[Start of Attachment]
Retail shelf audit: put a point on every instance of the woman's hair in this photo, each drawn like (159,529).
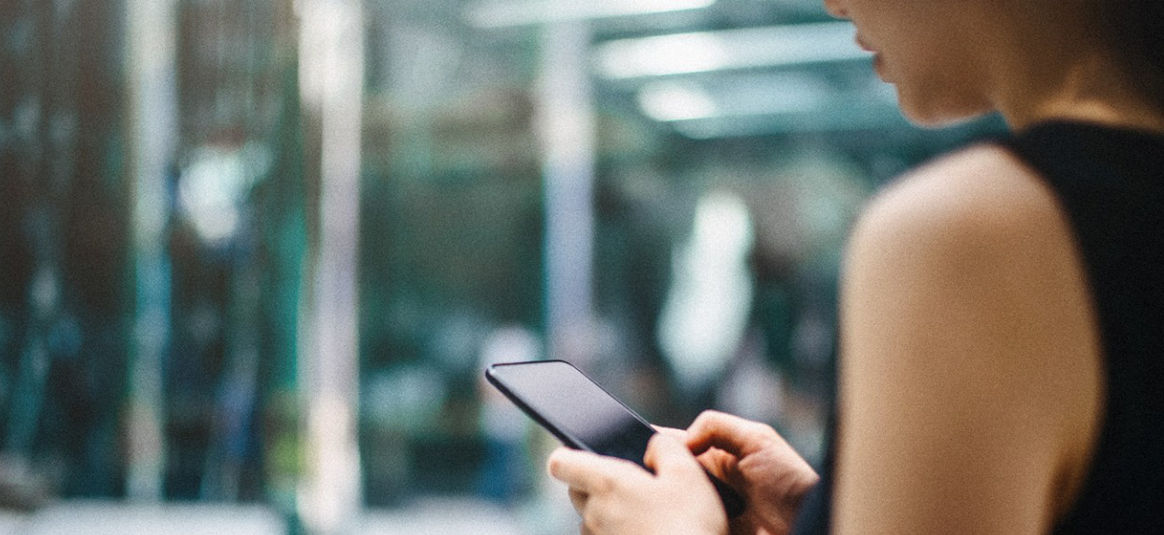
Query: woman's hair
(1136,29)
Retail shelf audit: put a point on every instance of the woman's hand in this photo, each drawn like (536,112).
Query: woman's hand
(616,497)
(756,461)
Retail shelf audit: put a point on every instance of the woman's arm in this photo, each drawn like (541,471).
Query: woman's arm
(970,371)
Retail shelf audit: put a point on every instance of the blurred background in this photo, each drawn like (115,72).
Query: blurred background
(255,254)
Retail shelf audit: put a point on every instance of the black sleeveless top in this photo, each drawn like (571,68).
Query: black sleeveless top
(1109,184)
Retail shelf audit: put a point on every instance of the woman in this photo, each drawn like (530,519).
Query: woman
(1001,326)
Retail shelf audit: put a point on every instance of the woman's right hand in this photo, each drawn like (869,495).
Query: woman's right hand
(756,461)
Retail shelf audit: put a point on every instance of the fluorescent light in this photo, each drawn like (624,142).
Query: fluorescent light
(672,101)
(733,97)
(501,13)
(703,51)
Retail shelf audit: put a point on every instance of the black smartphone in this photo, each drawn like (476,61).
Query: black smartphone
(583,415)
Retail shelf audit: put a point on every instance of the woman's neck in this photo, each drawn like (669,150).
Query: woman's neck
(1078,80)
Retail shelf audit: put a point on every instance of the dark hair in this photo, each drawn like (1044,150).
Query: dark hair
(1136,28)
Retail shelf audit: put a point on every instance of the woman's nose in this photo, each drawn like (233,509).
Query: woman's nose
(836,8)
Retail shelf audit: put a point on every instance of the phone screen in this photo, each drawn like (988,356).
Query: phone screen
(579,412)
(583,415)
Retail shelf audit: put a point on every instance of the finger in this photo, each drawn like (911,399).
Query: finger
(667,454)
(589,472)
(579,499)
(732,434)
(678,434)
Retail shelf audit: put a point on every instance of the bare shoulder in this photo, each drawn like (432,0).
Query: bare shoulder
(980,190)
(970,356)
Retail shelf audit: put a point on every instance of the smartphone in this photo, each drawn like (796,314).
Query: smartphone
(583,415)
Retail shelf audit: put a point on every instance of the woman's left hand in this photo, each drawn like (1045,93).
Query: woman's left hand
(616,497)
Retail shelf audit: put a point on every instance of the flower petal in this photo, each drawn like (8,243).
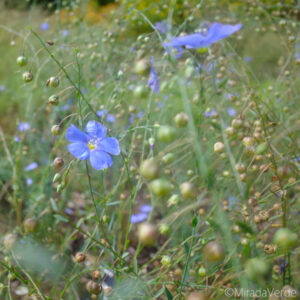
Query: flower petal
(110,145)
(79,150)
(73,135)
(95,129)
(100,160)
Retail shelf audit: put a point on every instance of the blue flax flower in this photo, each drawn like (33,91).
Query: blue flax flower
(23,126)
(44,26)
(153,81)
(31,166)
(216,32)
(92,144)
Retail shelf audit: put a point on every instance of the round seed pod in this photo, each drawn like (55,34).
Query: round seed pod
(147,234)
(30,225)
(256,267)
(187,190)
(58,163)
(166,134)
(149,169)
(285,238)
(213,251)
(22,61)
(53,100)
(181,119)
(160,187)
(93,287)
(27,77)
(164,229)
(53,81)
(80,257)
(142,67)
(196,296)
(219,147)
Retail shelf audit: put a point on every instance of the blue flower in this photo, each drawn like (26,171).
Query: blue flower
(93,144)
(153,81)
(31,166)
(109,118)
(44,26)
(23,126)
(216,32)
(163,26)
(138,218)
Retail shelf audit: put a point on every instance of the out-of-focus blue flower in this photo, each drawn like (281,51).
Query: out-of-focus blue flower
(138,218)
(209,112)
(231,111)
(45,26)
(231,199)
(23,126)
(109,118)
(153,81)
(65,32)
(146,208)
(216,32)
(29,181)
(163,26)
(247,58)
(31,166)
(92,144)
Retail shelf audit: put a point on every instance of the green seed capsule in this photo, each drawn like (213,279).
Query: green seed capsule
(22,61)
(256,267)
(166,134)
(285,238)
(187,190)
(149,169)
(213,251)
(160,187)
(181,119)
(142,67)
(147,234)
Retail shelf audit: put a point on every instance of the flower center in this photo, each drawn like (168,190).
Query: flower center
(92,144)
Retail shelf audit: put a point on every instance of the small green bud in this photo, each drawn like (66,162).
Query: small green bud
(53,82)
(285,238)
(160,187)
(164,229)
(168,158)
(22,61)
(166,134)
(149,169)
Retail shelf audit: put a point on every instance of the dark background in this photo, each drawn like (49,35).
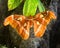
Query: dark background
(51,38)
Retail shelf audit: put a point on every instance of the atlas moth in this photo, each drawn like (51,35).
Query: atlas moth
[End of Attachment]
_INSTRUCTIONS FOR THE TASK_
Among the lines above, return those that hold the word "moth".

_RESPONSE_
Retail shelf audit: put a point on every instance of the atlas moth in this photo, each drawn like (51,35).
Query: atlas moth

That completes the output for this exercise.